## OBJECTIVES
(a) According to the excerpt on virtual season tickets, how many NFL fans does Navigate Research count?
(b) Reproduce verbatim the passage of the excerpt on virtual season tickets from "Consider this: There" up to and including "The answer?".

## PAGE EXCERPT

-- start --

Professional sports leagues and many collegiate athletic departments are running out of new revenue sources. Premium seating, suites and season tickets are increasingly more difficult to sell and renew. No-show rates at games are increasing. Teams are struggling to monetize the growth in social networking and many forms of new media. Stadium and arena naming rights are unsponsored in some markets. Team owners are asking their business operations executives where the new revenue will be coming from. There are no easy answers.

But one could be appearing virtually before our eyes.

The next significant new revenue source for pro sports could be virtual season tickets. Teams have the ability to package significant pieces of inventory and benefits into virtual yet tangible off-site season tickets on a platform constructed to generate untapped revenue without cannibalizing existing team profit centers.

Consider this: There are tens of millions of fans devoted to 122 North American professional teams who will never set foot in their favorite team’s home venue. According to Navigate Research, the market of fans who are very interested or somewhat interested in the big four U.S. team sports are as follows: 83 million NFL fans, 59 million for MLB, 41 million for the NBA and 21 million for the NHL. That’s more than 200 million fans interested in following their favorite teams, yet only 3.2 million have season tickets.

The reasons that keep fans from attending home games of their favorite teams are varied and range from geography to affordability to the availability of other entertainment options.

The answer?

A virtual season ticket could be built on everything that happens in and around the game. The virtual season-ticket holder would experience the live environment of the venue through a virtual platform. Advances in technology, interactivity, 3-D TV, video games, social gaming, mobile applications, video streaming and virtual spectatorship could bring virtual season-ticket holders into the stadium environment without actually being there or spending thousands of dollars on tickets.

Think of the current market of season-ticket holder benefits as hundreds of pick-up sticks. The virtual season ticket could bring order to this chaos. Fans could buy from a matrix of inventory as part of virtual season-ticket packages that could open a significant new revenue stream.

How will it work?

Let me describe what a Green Bay Packers game day could be like for virtual season-ticket holders.

On the computer, tablet or smartphone, weekly customized matchups for that day’s game and a customized, downloadable sports stat package would be available.

-- end --

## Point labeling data
-- start --

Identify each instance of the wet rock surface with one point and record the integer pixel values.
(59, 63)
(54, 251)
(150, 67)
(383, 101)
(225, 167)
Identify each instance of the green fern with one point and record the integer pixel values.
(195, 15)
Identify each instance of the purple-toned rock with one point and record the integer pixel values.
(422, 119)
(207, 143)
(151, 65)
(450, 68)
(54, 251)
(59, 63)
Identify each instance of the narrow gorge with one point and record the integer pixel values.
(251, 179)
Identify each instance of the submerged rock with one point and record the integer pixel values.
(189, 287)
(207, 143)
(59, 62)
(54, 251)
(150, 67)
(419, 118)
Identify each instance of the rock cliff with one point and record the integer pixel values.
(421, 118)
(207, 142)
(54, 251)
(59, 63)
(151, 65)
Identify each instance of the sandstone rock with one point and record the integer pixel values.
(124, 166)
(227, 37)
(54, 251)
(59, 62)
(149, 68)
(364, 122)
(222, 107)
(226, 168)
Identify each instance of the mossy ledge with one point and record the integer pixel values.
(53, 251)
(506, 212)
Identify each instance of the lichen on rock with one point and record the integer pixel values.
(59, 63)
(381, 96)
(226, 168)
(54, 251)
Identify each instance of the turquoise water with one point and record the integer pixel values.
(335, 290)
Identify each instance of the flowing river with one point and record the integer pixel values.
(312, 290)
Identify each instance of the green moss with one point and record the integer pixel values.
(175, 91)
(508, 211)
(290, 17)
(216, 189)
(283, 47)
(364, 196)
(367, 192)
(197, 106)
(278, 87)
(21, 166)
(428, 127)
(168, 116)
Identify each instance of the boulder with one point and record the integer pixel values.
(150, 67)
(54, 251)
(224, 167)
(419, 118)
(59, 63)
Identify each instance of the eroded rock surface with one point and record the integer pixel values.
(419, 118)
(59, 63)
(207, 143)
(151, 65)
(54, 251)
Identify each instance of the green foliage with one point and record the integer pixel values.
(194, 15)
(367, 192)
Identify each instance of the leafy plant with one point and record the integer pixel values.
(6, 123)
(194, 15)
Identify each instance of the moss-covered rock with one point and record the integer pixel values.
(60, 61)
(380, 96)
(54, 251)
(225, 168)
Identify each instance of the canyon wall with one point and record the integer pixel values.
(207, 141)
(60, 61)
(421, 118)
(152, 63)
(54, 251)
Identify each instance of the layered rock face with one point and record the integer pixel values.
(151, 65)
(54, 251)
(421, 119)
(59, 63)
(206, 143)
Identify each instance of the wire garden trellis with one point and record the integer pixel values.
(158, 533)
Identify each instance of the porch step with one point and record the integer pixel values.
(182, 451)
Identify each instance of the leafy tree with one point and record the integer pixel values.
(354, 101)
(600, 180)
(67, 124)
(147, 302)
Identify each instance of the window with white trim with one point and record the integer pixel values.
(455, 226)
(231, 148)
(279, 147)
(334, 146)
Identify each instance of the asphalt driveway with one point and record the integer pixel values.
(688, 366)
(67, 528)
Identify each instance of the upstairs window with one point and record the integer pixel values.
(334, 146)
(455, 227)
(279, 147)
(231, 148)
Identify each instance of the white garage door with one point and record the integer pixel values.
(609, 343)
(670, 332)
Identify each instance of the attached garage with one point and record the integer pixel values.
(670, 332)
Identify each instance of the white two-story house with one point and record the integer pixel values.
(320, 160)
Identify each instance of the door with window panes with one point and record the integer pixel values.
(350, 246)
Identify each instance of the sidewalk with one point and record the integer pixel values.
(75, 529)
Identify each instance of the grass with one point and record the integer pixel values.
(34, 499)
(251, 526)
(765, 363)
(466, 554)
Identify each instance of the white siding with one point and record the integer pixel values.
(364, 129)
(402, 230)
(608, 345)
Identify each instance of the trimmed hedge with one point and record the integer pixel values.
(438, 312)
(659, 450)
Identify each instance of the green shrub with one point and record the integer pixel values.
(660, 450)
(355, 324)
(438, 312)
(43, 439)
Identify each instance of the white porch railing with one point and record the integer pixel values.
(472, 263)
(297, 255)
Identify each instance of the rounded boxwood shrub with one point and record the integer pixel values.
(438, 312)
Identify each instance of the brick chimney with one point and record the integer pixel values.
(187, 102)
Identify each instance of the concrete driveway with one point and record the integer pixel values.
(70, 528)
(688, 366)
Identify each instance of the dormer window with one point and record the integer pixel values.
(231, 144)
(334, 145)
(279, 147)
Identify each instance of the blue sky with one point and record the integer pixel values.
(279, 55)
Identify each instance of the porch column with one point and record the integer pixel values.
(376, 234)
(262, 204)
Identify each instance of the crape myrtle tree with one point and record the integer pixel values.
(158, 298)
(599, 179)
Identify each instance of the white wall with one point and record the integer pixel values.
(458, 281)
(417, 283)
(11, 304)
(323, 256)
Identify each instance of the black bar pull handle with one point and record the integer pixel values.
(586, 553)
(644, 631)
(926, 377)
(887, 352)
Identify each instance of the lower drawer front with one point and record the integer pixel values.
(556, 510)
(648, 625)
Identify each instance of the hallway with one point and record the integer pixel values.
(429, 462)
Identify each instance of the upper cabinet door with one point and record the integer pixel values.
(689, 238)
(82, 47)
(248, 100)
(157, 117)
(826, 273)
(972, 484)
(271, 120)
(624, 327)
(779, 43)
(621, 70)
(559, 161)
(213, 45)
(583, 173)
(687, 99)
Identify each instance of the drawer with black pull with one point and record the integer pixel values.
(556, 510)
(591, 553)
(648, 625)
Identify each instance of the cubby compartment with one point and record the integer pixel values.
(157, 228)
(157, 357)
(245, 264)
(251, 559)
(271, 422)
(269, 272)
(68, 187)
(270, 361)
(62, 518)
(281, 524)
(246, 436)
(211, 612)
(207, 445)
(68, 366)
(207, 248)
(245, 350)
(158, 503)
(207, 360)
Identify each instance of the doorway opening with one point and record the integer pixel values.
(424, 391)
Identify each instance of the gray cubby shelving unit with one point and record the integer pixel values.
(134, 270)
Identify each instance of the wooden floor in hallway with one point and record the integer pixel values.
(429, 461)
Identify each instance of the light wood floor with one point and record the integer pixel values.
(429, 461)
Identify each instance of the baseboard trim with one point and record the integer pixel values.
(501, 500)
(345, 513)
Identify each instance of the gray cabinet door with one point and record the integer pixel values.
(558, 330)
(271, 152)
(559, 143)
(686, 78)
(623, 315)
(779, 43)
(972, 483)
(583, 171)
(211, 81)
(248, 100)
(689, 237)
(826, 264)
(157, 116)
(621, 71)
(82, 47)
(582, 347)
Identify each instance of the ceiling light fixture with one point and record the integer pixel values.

-- end --

## RESPONSES PER TASK
(a) 83 million

(b)
Consider this: There are tens of millions of fans devoted to 122 North American professional teams who will never set foot in their favorite team’s home venue. According to Navigate Research, the market of fans who are very interested or somewhat interested in the big four U.S. team sports are as follows: 83 million NFL fans, 59 million for MLB, 41 million for the NBA and 21 million for the NHL. That’s more than 200 million fans interested in following their favorite teams, yet only 3.2 million have season tickets.

The reasons that keep fans from attending home games of their favorite teams are varied and range from geography to affordability to the availability of other entertainment options.

The answer?